Brano proposto:
* * *

Il ricentramento antropologico in atto si impernia su una concezione antieroica dell'esistenza, che produce un io minimo nel quale l’autodisciplina del carattere, consistente nel restare saldo nell’anima, al di sopra del benessere e aperti all’avventura dello spirito, si indebolisce assai. L'uomo antieroico è l'uomo prosaico, che rinuncia al rischio e alla lotta, a scommettere sul domani, non accettando di esporsi alla sconfitta, ma estenuandosi nel divertissement del futile e del secondario. L'io antieroico passa scivolando sulle possibilità estreme dell'esistenza, nelle situazioni-limite, troppo impegnative e segnate dalla possibilità del tragico. Se le considerasse con serietà, sarebbe costretto ad abbandonare il suo io minimo, quell' esprit de petitesse in cui risiede la sua soddisfazione di "io comico". D'altra parte un elemento antieroico sembra inerente al modo con cui viene da tempo intesa la democrazia. Secondo A. Yehoshua "con la democrazia moderna la passione per gli eroi è in declino. La democrazia infatti non crede negli eroi e diffida di loro". La democrazia livella e poco apprezza l’eroismo del quotidiano.

* * *

(Dati raccolti)
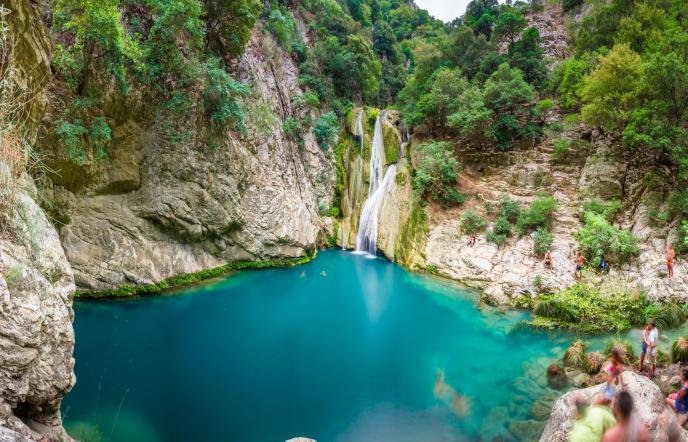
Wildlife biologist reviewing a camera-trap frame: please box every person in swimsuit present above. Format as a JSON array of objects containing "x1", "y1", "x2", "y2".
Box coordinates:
[
  {"x1": 604, "y1": 349, "x2": 623, "y2": 400},
  {"x1": 575, "y1": 253, "x2": 585, "y2": 279},
  {"x1": 666, "y1": 244, "x2": 676, "y2": 278},
  {"x1": 602, "y1": 391, "x2": 650, "y2": 442},
  {"x1": 666, "y1": 368, "x2": 688, "y2": 414}
]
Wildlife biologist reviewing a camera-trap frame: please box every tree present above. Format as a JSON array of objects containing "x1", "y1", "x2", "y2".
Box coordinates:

* * *

Consegna:
Stabilisci se ciascuna affermazione concorda con il brano sull'uomo antieroico. Rispondi sì o no e cita le parole del brano che lo dimostrano.
1. L'uomo antieroico accetta di esporsi alla sconfitta.
2. Secondo Yehoshua, la democrazia moderna diffida degli eroi.
3. La democrazia apprezza molto l'eroismo del quotidiano.

Risposta:
1. No: «non accettando di esporsi alla sconfitta».
2. Sì: «La democrazia infatti non crede negli eroi e diffida di loro».
3. No: «La democrazia livella e poco apprezza l’eroismo del quotidiano».